CONSIGNE 1 —
Dans le texte extrait, énumérez toutes les choses dont la devinette du début demande le point commun.
CONSIGNE 2 —
Renvoyez à l'identique le passage du texte extrait qui commence par « La playlist personnellement » et va jusqu'à « pas le lien ? ».

La playlist personnellement joyeuse d’Emilie Rousset au Festival d’Automne
Commençons par une devinette si vous le voulez bien : quel est le point commun entre un bouquet de roses magique, un nazi et un pédocriminel ? Tic, tac, tic, tac… Vous l’avez ? Évidemment ! C’est l’hymne européen ! Comment ça vous ne voyez pas le lien ?
Nous voici au Théâtre de la Bastille pour Playlist Politique, la toute nouvelle création de la reine du théâtre documentaire fictionné, nous avons nommé Émilie Rousset. Avec sa comparse Louise Hémon, elles ont souvent œuvré, avec une intelligence et un talent monstres, pour nous faire découvrir des tonnes de choses sur des thèmes par forcément très connus. Le Procès de Bobigny, Les océanographes Anita Conti, Dominique Pelletier et Julien Simon, les débats d’entre-deux-tours et très récemment, la mort.

INFORMATIONS EXTRAITES —
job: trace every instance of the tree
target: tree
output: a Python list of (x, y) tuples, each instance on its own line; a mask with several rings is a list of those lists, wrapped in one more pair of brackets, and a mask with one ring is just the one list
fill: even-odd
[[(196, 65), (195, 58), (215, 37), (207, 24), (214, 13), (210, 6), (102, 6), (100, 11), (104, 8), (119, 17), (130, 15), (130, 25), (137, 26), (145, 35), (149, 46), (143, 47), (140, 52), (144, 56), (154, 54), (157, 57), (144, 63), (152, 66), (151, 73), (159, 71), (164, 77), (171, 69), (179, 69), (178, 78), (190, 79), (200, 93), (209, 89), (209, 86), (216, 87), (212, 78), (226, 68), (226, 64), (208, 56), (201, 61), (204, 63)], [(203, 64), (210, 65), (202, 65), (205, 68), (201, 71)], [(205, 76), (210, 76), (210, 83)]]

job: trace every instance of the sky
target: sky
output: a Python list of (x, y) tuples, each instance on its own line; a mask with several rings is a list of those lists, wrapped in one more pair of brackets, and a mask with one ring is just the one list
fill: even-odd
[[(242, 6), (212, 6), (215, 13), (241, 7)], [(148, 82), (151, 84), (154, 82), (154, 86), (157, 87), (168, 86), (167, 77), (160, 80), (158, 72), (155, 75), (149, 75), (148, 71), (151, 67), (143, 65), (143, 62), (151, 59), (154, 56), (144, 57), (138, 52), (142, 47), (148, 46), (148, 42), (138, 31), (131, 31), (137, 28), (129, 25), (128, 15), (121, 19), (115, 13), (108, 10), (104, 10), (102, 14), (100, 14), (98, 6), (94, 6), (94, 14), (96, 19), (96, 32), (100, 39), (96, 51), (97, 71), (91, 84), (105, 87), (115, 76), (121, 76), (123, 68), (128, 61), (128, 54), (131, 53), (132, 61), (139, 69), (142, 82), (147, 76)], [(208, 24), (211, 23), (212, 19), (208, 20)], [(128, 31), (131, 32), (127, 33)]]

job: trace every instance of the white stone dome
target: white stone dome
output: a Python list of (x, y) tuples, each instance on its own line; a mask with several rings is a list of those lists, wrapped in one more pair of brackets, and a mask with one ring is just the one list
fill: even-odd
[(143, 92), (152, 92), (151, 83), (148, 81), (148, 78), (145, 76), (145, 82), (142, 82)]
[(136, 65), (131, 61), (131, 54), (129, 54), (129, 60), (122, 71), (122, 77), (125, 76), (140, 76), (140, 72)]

RÉPONSE COMPLÈTE 1 —
- un bouquet de roses magique
- un nazi
- un pédocriminel

RÉPONSE COMPLÈTE 2 —
La playlist personnellement joyeuse d’Emilie Rousset au Festival d’Automne
Commençons par une devinette si vous le voulez bien : quel est le point commun entre un bouquet de roses magique, un nazi et un pédocriminel ? Tic, tac, tic, tac… Vous l’avez ? Évidemment ! C’est l’hymne européen ! Comment ça vous ne voyez pas le lien ?